▶ Passage shown:
########################################
All of lore.kernel.org
 help / color / mirror / Atom feed
From: Frederic Weisbecker <fweisbec@gmail.com>
To: Paul Mackerras <paulus@samba.org>
Cc: Peter Zijlstra <peterz@infradead.org>,
	linux-kernel@vger.kernel.org, linuxppc-dev@ozlabs.org,
	anton@samba.org, Ingo Molnar <mingo@elte.hu>
Subject: Re: [PATCH v2] powerpc/perf_events: Implement perf_arch_fetch_caller_regs
Date: Thu, 18 Mar 2010 20:30:48 +0100	[thread overview]
Message-ID: <20100318193046.GD5103@nowhere> (raw)
In-Reply-To: <20100318050513.GA6575@drongo>

On Thu, Mar 18, 2010 at 04:05:13PM +1100, Paul Mackerras wrote:
> This implements a powerpc version of perf_arch_fetch_caller_regs.
> It's implemented in assembly because that way we can be sure there
> isn't a stack frame for perf_arch_fetch_caller_regs.  If it was in
> C, gcc might or might not create a stack frame for it, which would
> affect the number of levels we have to skip.
> 
> With this, we see results from perf record -e lock:lock_acquire like
> this:
> 
> # Samples: 24878
> #
> # Overhead         Command      Shared Object  Symbol
> # ........  ..............  .................  ......
> #
>     14.99%            perf  [kernel.kallsyms]  [k] ._raw_spin_lock
>                       |
>                       --- ._raw_spin_lock
>                          |
>                          |--25.00%-- .alloc_fd
>                          |          (nil)
########################################
▶ Data entries:
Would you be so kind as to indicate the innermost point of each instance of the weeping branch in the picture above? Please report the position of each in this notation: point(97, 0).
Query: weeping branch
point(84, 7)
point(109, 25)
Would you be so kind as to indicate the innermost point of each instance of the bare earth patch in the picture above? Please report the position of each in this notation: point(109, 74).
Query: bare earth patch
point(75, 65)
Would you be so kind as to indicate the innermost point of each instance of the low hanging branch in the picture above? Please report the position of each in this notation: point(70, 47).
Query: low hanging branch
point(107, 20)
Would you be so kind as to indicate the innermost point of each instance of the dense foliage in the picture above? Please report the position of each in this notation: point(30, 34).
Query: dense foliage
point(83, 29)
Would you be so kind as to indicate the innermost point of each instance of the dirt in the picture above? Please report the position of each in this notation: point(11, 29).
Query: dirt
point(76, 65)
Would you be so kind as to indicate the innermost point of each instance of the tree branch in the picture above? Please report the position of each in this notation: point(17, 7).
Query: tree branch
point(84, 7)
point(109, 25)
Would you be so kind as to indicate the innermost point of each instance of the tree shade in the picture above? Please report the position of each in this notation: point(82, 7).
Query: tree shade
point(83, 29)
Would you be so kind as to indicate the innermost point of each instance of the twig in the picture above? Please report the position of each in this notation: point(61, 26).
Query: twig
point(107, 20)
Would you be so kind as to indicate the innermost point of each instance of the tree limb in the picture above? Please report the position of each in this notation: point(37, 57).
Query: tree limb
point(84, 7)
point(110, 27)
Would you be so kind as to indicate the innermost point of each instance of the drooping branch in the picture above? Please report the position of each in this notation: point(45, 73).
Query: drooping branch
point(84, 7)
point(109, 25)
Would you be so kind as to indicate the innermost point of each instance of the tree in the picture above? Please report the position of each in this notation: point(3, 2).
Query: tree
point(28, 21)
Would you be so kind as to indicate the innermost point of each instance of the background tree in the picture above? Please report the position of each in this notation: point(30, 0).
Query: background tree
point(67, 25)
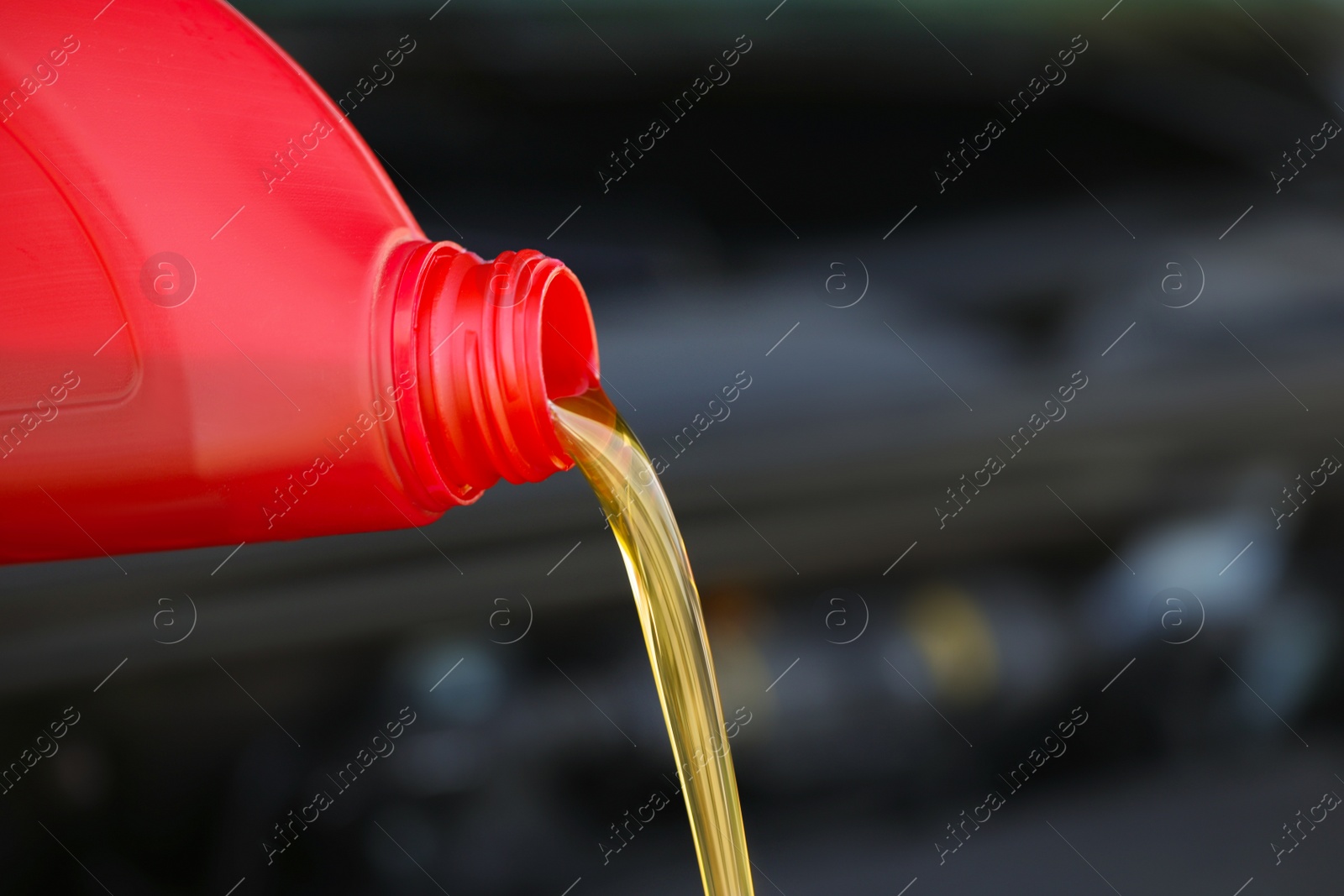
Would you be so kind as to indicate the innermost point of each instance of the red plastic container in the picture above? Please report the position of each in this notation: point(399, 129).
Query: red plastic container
point(219, 322)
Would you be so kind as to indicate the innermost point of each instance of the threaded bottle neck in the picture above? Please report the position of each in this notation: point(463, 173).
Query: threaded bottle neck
point(487, 345)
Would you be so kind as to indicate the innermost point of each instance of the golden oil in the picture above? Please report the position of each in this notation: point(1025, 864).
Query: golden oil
point(669, 604)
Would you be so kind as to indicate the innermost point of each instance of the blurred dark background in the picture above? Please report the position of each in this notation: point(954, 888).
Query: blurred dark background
point(1129, 231)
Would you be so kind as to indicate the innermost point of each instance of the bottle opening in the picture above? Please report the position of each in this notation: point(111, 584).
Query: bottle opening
point(488, 345)
point(569, 342)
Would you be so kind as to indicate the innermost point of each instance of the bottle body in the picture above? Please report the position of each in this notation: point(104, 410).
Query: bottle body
point(217, 313)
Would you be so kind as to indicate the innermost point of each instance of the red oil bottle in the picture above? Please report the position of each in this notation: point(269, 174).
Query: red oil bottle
point(218, 320)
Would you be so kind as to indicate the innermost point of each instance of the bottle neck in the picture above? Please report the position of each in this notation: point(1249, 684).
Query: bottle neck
point(479, 349)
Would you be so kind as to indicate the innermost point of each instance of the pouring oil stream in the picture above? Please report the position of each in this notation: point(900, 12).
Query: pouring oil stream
point(669, 604)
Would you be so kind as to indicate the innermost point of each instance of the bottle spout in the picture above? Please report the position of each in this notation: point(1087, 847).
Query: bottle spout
point(487, 345)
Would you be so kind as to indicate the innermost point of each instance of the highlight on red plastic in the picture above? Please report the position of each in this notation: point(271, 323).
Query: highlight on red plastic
point(246, 338)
########################################
▶ Exercise A:
Write out the patch email again from "In-Reply-To: <20100318050513.GA6575@drongo>" up to and including "have to skip.", switching "stack frame" to "call frame".
▶ Exercise B:
What sample count does the perf record output in the patch email report?
The rows above were taken from a separate source.

▶ Solution A:
In-Reply-To: <20100318050513.GA6575@drongo>

On Thu, Mar 18, 2010 at 04:05:13PM +1100, Paul Mackerras wrote:
> This implements a powerpc version of perf_arch_fetch_caller_regs.
> It's implemented in assembly because that way we can be sure there
> isn't a call frame for perf_arch_fetch_caller_regs.  If it was in
> C, gcc might or might not create a call frame for it, which would
> affect the number of levels we have to skip.

▶ Solution B:
24878